» **TASK PROMPT**
Reproduce, word for word, the part of the lines below that opens with the line containing "Output form: <point>180,28</point>" and closes with the line containing "<point>255,162</point>", including both of those lines.

» **GIVEN RECORDS**
----------

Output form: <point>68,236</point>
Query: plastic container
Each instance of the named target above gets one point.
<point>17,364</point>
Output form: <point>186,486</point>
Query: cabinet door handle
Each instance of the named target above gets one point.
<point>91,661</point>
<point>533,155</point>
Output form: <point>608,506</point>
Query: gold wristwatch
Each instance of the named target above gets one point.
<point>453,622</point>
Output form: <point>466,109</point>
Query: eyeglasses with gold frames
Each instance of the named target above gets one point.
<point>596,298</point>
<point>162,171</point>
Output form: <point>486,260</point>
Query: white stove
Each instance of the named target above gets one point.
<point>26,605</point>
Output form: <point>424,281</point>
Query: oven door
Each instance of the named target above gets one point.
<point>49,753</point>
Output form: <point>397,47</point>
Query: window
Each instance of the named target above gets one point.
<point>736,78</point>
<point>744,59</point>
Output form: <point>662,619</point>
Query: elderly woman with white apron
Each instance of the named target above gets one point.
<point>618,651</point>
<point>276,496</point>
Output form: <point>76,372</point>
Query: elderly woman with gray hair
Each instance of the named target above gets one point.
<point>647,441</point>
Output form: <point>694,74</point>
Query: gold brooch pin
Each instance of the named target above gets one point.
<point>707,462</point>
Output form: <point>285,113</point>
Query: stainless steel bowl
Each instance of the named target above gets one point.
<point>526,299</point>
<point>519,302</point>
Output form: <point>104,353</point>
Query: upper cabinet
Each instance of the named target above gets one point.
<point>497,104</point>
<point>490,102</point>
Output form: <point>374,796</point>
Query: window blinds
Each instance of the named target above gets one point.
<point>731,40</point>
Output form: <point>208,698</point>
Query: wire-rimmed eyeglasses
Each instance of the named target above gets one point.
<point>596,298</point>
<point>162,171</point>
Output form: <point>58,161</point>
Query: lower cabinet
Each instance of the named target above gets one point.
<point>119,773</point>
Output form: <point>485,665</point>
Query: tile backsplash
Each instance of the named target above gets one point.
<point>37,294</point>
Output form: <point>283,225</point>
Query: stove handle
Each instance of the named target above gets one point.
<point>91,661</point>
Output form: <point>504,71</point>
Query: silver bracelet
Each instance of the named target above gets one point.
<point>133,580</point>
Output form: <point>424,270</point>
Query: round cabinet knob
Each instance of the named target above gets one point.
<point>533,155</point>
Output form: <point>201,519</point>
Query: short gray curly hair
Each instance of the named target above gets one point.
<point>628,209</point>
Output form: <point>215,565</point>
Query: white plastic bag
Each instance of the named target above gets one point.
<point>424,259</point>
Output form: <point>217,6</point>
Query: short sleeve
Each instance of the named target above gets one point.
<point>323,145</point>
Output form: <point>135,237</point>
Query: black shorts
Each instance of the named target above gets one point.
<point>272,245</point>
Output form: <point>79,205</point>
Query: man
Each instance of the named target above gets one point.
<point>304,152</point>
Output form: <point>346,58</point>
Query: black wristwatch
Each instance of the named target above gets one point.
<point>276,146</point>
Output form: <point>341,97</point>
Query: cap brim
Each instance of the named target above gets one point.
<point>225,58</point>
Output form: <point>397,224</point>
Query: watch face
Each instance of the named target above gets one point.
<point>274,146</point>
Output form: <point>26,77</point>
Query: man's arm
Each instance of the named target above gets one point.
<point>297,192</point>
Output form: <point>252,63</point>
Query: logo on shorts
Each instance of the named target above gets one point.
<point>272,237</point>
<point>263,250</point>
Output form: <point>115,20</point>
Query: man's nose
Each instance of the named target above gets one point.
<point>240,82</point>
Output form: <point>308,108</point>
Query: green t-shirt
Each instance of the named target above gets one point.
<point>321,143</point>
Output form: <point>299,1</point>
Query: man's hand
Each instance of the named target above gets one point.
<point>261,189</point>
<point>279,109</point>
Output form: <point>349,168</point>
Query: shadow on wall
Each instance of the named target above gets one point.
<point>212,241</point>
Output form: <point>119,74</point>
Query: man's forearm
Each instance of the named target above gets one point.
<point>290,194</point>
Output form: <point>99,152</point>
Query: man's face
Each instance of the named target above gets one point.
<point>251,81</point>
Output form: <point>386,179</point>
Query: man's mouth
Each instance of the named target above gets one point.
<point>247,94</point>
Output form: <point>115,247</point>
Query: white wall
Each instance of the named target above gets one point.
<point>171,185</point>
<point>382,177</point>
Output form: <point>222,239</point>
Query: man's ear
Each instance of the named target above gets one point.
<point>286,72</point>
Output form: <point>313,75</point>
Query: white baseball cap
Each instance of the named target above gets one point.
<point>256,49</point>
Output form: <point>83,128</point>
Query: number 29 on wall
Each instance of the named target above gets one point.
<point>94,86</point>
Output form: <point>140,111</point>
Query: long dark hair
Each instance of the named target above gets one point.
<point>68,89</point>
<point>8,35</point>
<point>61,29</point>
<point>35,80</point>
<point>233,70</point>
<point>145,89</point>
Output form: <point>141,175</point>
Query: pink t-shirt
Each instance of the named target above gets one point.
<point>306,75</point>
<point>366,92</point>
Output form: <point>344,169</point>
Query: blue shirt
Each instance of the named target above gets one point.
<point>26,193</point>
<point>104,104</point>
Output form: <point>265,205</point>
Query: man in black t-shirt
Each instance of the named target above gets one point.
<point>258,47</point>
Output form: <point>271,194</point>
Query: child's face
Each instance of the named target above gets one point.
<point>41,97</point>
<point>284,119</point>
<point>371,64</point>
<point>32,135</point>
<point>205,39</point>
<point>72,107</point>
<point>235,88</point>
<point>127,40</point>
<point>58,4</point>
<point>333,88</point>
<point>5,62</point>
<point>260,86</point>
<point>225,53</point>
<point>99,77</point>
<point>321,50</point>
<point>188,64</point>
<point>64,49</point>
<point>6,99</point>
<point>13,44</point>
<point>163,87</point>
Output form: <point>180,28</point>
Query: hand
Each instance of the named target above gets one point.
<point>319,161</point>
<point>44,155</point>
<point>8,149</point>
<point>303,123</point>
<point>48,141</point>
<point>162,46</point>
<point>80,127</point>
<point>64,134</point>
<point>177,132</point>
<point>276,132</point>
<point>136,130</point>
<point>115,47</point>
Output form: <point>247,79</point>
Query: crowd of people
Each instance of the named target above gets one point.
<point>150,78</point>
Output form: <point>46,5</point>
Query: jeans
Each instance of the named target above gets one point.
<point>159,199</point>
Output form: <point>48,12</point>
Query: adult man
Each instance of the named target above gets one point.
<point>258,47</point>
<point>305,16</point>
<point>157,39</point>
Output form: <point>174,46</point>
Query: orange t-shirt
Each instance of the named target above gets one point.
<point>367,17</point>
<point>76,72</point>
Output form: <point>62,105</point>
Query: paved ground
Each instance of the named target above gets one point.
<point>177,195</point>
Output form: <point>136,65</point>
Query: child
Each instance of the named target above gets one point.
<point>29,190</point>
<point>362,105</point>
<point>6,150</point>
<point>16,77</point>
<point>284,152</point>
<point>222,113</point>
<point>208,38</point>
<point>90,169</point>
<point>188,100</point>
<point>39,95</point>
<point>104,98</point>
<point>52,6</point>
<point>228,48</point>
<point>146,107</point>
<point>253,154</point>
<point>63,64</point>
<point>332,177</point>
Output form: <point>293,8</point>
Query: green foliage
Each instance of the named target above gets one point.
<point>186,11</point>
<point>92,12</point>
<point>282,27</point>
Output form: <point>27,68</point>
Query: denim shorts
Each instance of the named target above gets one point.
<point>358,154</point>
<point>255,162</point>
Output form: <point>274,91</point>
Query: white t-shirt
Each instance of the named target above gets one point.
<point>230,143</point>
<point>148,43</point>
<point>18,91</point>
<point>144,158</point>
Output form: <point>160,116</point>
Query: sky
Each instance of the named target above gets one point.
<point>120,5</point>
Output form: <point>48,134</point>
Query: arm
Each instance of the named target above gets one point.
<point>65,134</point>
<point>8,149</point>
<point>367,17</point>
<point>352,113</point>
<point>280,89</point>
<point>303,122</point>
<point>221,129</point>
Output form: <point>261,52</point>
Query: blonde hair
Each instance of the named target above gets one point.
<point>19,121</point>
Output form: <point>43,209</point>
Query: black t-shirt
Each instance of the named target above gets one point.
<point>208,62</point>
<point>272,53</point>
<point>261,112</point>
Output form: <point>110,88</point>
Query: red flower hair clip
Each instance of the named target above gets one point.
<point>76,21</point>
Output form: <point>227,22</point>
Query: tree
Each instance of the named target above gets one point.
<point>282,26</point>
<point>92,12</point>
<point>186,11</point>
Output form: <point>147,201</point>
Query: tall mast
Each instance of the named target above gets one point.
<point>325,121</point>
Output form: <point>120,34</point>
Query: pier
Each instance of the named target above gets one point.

----------

» **TASK ANSWER**
Output form: <point>180,28</point>
Query: hand
Each instance of the named target above gets one point.
<point>319,161</point>
<point>44,155</point>
<point>8,149</point>
<point>303,123</point>
<point>48,141</point>
<point>162,46</point>
<point>80,127</point>
<point>64,134</point>
<point>177,132</point>
<point>276,132</point>
<point>136,130</point>
<point>115,47</point>
Output form: <point>247,79</point>
Query: crowd of people
Each instance of the named target above gets one point.
<point>150,78</point>
Output form: <point>46,5</point>
Query: jeans
Each instance of the named target above gets one point.
<point>159,199</point>
Output form: <point>48,12</point>
Query: adult man
Each instance of the named target above gets one point.
<point>258,47</point>
<point>305,16</point>
<point>157,39</point>
Output form: <point>174,46</point>
Query: orange t-shirt
Each instance of the named target above gets one point.
<point>367,17</point>
<point>76,72</point>
Output form: <point>62,105</point>
Query: paved ground
Each instance of the named target above gets one point.
<point>177,195</point>
Output form: <point>136,65</point>
Query: child
Each instance of the named target above gets one point.
<point>29,190</point>
<point>362,105</point>
<point>6,150</point>
<point>16,77</point>
<point>284,152</point>
<point>222,113</point>
<point>208,38</point>
<point>90,169</point>
<point>188,100</point>
<point>39,95</point>
<point>104,98</point>
<point>52,6</point>
<point>228,48</point>
<point>146,107</point>
<point>253,154</point>
<point>63,64</point>
<point>332,177</point>
Output form: <point>293,8</point>
Query: green foliage
Each instance of the named target above gets one point.
<point>186,11</point>
<point>92,12</point>
<point>282,27</point>
Output form: <point>27,68</point>
Query: denim shorts
Each instance of the named target above gets one point.
<point>358,154</point>
<point>255,162</point>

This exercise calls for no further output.